PAGE ->
══════════

Winter is also a good time to let the creative fields lay fallow. My plan is to read and write in equal measure. There is another book to write on the horizon, that much I know. But there is also a good deal of reading to be done in order to complete it. For Advent, I finished Revelations of Divine Love by Dame Julian of Norwich, a tour de force of mystical experiences and reflection upon them by a 12th Century Anchoress (and saint, most likely), of the “epistemology of realized eschatology,” or the utter certainty that in the (ultimate) end, as Julian says, “All shall be well, and all shall be well, and all manner of thing shall be well.” Her words, spoken as a divine dialogue with Christ, are both comforting and challenging. They pierce and warm the heart in equal measure.

══════════

(Records of point placement)
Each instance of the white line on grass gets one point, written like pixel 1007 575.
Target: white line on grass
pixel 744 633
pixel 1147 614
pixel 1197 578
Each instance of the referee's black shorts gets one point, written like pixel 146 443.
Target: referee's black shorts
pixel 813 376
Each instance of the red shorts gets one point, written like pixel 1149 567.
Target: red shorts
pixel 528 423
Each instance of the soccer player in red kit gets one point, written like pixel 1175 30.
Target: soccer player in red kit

══════════

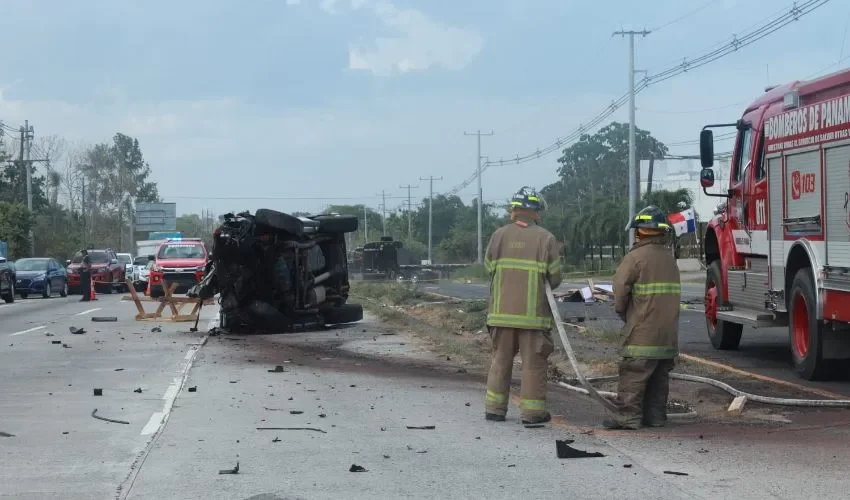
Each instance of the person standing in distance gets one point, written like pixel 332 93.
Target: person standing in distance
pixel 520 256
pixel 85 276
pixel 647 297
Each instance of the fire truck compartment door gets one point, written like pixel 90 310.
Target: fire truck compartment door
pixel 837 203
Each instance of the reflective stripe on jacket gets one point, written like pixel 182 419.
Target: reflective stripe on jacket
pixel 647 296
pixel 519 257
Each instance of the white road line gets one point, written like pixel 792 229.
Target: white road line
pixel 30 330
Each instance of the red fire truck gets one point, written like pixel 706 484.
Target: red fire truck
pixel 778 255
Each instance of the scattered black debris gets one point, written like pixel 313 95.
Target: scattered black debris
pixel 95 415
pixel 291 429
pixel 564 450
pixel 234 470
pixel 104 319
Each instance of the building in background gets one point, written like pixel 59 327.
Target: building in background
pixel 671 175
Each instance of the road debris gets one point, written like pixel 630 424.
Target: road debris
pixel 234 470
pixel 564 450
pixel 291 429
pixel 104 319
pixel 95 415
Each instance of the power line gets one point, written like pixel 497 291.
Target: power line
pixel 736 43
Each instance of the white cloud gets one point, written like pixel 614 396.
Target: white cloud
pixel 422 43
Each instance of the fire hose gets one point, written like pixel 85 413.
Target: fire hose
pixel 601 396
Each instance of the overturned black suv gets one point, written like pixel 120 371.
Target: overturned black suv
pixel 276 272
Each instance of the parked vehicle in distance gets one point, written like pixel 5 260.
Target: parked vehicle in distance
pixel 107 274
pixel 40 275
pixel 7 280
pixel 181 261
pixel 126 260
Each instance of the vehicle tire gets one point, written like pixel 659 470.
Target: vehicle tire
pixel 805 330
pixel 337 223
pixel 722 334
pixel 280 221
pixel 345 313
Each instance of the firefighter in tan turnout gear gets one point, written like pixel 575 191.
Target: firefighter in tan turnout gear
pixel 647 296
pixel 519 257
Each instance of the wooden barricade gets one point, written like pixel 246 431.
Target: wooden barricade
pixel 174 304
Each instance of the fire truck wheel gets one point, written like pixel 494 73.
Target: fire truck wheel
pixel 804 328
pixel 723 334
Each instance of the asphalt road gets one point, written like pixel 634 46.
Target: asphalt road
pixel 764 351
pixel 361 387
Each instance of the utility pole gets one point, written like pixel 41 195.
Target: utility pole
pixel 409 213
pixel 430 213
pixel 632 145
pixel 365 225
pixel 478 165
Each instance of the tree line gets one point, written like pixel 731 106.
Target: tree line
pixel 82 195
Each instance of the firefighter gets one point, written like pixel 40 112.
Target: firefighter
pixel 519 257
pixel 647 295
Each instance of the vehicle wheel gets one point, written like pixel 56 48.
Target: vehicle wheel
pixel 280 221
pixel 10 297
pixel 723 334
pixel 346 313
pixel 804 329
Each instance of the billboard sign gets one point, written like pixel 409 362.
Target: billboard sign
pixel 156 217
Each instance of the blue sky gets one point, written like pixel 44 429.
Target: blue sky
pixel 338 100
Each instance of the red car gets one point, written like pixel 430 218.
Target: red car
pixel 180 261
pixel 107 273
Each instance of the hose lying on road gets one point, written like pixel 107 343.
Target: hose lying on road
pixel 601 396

══════════

TASKS TO PERFORM ->
a - Write out the passage on winter reading starting at "Winter is also" and ending at "heart in equal measure.", renaming "Advent" as "Lent".
b - Repeat the lines of the listing starting at the line that contains "Each instance of the white line" and ending at the line that contains "pixel 528 423", and give only those lines.
The passage on winter reading and the listing are unrelated to each other.

ANSWERS GIVEN ->
a -
Winter is also a good time to let the creative fields lay fallow. My plan is to read and write in equal measure. There is another book to write on the horizon, that much I know. But there is also a good deal of reading to be done in order to complete it. For Lent, I finished Revelations of Divine Love by Dame Julian of Norwich, a tour de force of mystical experiences and reflection upon them by a 12th Century Anchoress (and saint, most likely), of the “epistemology of realized eschatology,” or the utter certainty that in the (ultimate) end, as Julian says, “All shall be well, and all shall be well, and all manner of thing shall be well.” Her words, spoken as a divine dialogue with Christ, are both comforting and challenging. They pierce and warm the heart in equal measure.

b -
Each instance of the white line on grass gets one point, written like pixel 1007 575.
Target: white line on grass
pixel 744 633
pixel 1147 614
pixel 1197 578
Each instance of the referee's black shorts gets one point, written like pixel 146 443.
Target: referee's black shorts
pixel 813 376
Each instance of the red shorts gets one point, written like pixel 1149 567.
Target: red shorts
pixel 528 423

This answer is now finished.